### TASK
Search the records for the string "drop". Copy each line where it occurs.

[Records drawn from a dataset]
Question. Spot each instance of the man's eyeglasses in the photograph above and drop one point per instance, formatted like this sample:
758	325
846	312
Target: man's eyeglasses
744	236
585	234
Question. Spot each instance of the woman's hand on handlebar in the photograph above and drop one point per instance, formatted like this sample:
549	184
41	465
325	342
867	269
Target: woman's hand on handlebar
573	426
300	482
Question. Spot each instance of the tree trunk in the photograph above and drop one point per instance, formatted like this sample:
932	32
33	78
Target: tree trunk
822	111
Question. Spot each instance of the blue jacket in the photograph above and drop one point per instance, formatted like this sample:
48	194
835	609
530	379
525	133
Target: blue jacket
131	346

### ANSWER FOR THE TASK
Question. Spot each instance of the man's eyeglasses in the photograph above and drop one point per instance, formatted like this sample:
Question. Spot each instance of the woman's hand on handlebar in the photograph above and drop one point per instance, formatted like this sample:
Question. Spot each instance of the tree trunk in the photograph above and drop one point per instance, formatted like this sample:
Question. Spot each instance of the blue jacket in the photograph above and drop one point per instance, formatted like this sample:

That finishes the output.